▶ [WORK TASK] Please give back each line of the listing, unchanged in every word.

▶ [DATA SHOWN]
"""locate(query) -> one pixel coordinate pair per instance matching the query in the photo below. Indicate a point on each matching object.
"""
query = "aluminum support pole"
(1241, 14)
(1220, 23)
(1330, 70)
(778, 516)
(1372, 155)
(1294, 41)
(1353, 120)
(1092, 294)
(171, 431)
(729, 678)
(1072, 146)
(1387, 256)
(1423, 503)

▶ [SOLUTION BELOW]
"""locate(query) -> one pixel coordinate pair per instance matching the query in the photo below. Indicate a point on each matching object.
"""
query = "aluminum support pole"
(1241, 14)
(1220, 23)
(1330, 70)
(778, 516)
(1372, 155)
(1294, 41)
(1353, 120)
(1092, 294)
(171, 431)
(729, 678)
(1072, 146)
(1387, 256)
(1423, 503)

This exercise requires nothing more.